Woodland owners can apply to fell larch once again as Forestry Commission Wales has lifted its temporary embargo on issuing licences.
Applications for licences will begin to be processed again from today (1 June).
The embargo on issuing licences over the winter months was part of the ongoing fight against the spread of ramorum disease of larch, caused by the pathogen Phytophthora ramorum.
Larch trees need to be in full leaf for symptoms of ramorum disease to be identified. However, during the winter once the trees have dropped their needles, it is difficult to confirm if they are infected.
Now the trees have flushed with new needles, any infected trees can be identified before felling and appropriate biosecurity measures can be put in place to avoid spreading the disease to other trees or plants.
Rachel Chamberlain, Grants and Regulations Operations Manager, Forestry Commission Wales, said, "Having considered several options last year, we decided to adopt a short-term embargo on applications for a felling licence, where larch trees were a component.
"Our approach was taken on board by woodland owners and we only received six applications involving larch during that time.
"I would like to thank woodland owners and managers alike for their co-operation and I can assure them that we will be pulling out the stops to process applications as quickly as possible from the beginning of June."
The approach in Wales followed the introduction of a joint Forestry Commission England and Forestry Commission Wales policy in connection with the processing of felling licence applications for larch over the winter months.
_ _ _ _ _ _ _
• ACTION ITEM
From the article on larch felling licences, reproduce the passage between "Rachel Chamberlain, Grants" and "were a component.", inclusive, substituting "temporary" for "short-term". Use only the article on larch felling licences, without outside knowledge.

• GIVEN INFORMATION
_ _ _ _ _ _ _
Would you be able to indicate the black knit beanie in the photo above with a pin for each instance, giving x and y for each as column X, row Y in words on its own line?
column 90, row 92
_ _ _ _ _ _ _
• EXPECTED ANSWER
Rachel Chamberlain, Grants and Regulations Operations Manager, Forestry Commission Wales, said, "Having considered several options last year, we decided to adopt a temporary embargo on applications for a felling licence, where larch trees were a component.